▸ PAGE EXCERPT:
STATE OF WISCONSIN
LABOR AND INDUSTRY REVIEW COMMISSION
P O BOX 8126, MADISON, WI 53708-8126 (608/266-9850)

LARRY R POMASL, Employee

THE PROCTER/GAMBLE PAPER PRODUCTS CO, Employer

UNEMPLOYMENT INSURANCE DECISION
Hearing No. 05400280GB


On January 15, 2005, the Department of Workforce Development issued an initial determination which held that the employee's quit was not for a reason allowing for immediate eligibility for unemployment insurance. The employee filed a timely request for hearing on the adverse determination, and hearing was held on February 16, 2005 in Green Bay, Wisconsin before a department administrative law judge. On February 18, 2005, the administrative law judge issued an appeal tribunal decision affirming the initial determination. On March 25, 2005, the commission affirmed the appeal tribunal decision. The employee petitioned for reconsideration following the commission's decision in Tickler v. Procter/Gamble Paper Products Co., UI Dec. Hearing No. 05400696GB (LIRC August 17, 2005). The commission considers that its March 25, 2005 decision in the present case was error, and pursuant to Wis. Stat. § 108.09(6)(c) sets it aside and, pursuant to Wis. Stat. § 108.09(6)(d), reissues it below.

Based upon the applicable law and the records and other evidence in the case, the commission issues the following:

FINDINGS OF FACT AND CONCLUSIONS OF LAW

The employee worked approximately seven years as a technician for the employer, a paper product manufacturer. His last day of work was August 25, 2004 (week 35), when his employment ended pursuant to an early retirement package he accepted, and the issue is whether the separation from employment falls within Wis. Stat. § 108.04(7)(am). The commission concludes that it does, and so reverses the appeal tribunal decision.

The employee worked at the employer's Fox River Plant in Green Bay, which is adjacent to the employer's East River Plant. The employer moved the product manufactured at the East River plant to a plant in Canada. This resulted in the employer's decision to close the East River Plant. In order to meet staff reduction targets, the employer gave employees at both plants, based on seniority, the option of taking a separation package offered by the employer. At a meeting of workers affected by the plant closing, the employer told the group including the employee that, if an insufficient number of employees did not take the separation package, the employer would have to institute layoffs. Written materials the employer distributed about the offer also stated that the purpose of the program was to achieve what the employer referred to as "staffing targets." In addition, the employer provided the employees with a written document stating that employees would be eligible for 26 weeks of unemployment insurance and that, within certain time constraints, they would also be eligible for TAA and TRA. On June 22, 2004, the employee accepted the separation package offered by the employer; his last day of work originally was to be March 31, 2005. The employer approved his leaving the employment earlier, August 25, 2004, in order to attend training in a different field of work.

The employee could have remained employed had he not accepted the employer's early retirement offer. The separation from employment thus was a quit by the employee. Generally, pursuant to Wis. Stat. § 108.04(7)(a), a quit of employment is disqualifying for unemployment insurance purposes. One exception to this general disqualification is Wis. Stat. § 108.04(7)(am), which provides:

(am) Paragraph (a) does not apply if the department determines that the suspension or termination of the claimant's work was in lieu of a suspension or termination by the employer of another employee's work. The claimant shall not be deemed unavailable for the claimant's work with the employer by reason of such suspension or termination.

▸ MATERIAL:

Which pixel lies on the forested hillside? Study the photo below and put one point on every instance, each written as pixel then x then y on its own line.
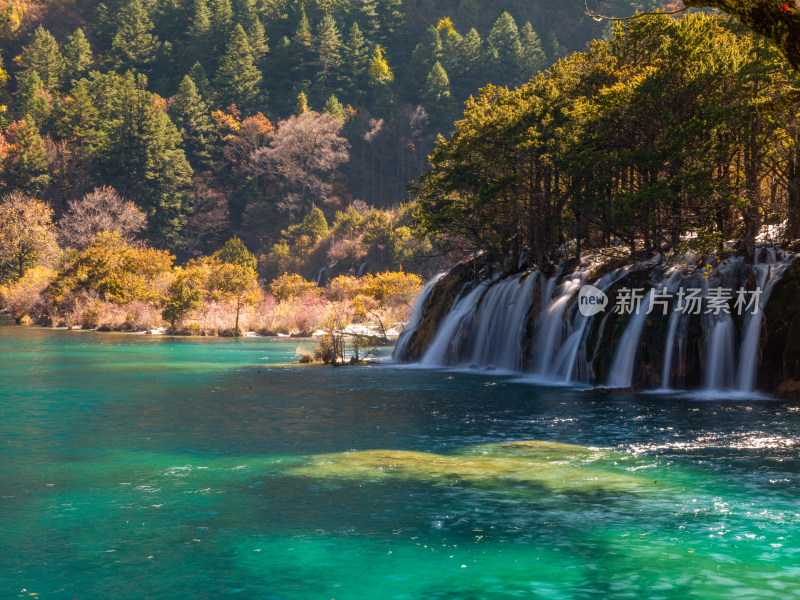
pixel 674 134
pixel 195 109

▸ TASK LIST:
1) List every Wisconsin statute provision that the unemployment insurance decision cites.
2) In the unemployment insurance decision, what job did the employee hold with the employer, and for roughly how long?
3) Please continue the unemployment insurance decision from the point where it stops.

▸ ANSWERS TO THE EXERCISE:
1)
Wis. Stat. § 108.09(6)(c)
Wis. Stat. § 108.09(6)(d)
Wis. Stat. § 108.04(7)(am)
Wis. Stat. § 108.04(7)(a)

2) He worked as a technician for approximately seven years.

3)
The employer was closing the plant next to the one the employee worked at, which closing necessarily created an influx of excess workers at the remaining plant. Its staffing targets were due to the plant closing. In addition the employer, through supervisory personnel conducting the informational meetings regarding the separation package, specifically informed employees that the employer would institute layoffs if an insufficient number of employees took separation packages. At the same time, the employer controlled the number of separation packages it agreed to, because of employer concerns that too many people would take the package and cause the employer to suffer a business hardship. In other words, the employer was only allowing individuals to take a separation package who were "expendable" as a result of the closing of the East River plant. Given these factors, the most reasonable inference is that the employer's acceptance of the employee's separation package application avoided the necessity of the employer's having to lay off a co-worker of the employee. This brings the employee's quit within Wis. Stat. § 108.04(7)(am).

The commission therefore finds that, in week 35 of 2004, the employee terminated his employment in lieu of the termination by the employer of another employee's work, within the meaning of Wis. Stat. § 108.04(7)(am).


DECISION

The appeal tribunal decision is reversed. Accordingly, the employee is eligible for unemployment insurance beginning in week 35 of 2004, if he is otherwise qualified.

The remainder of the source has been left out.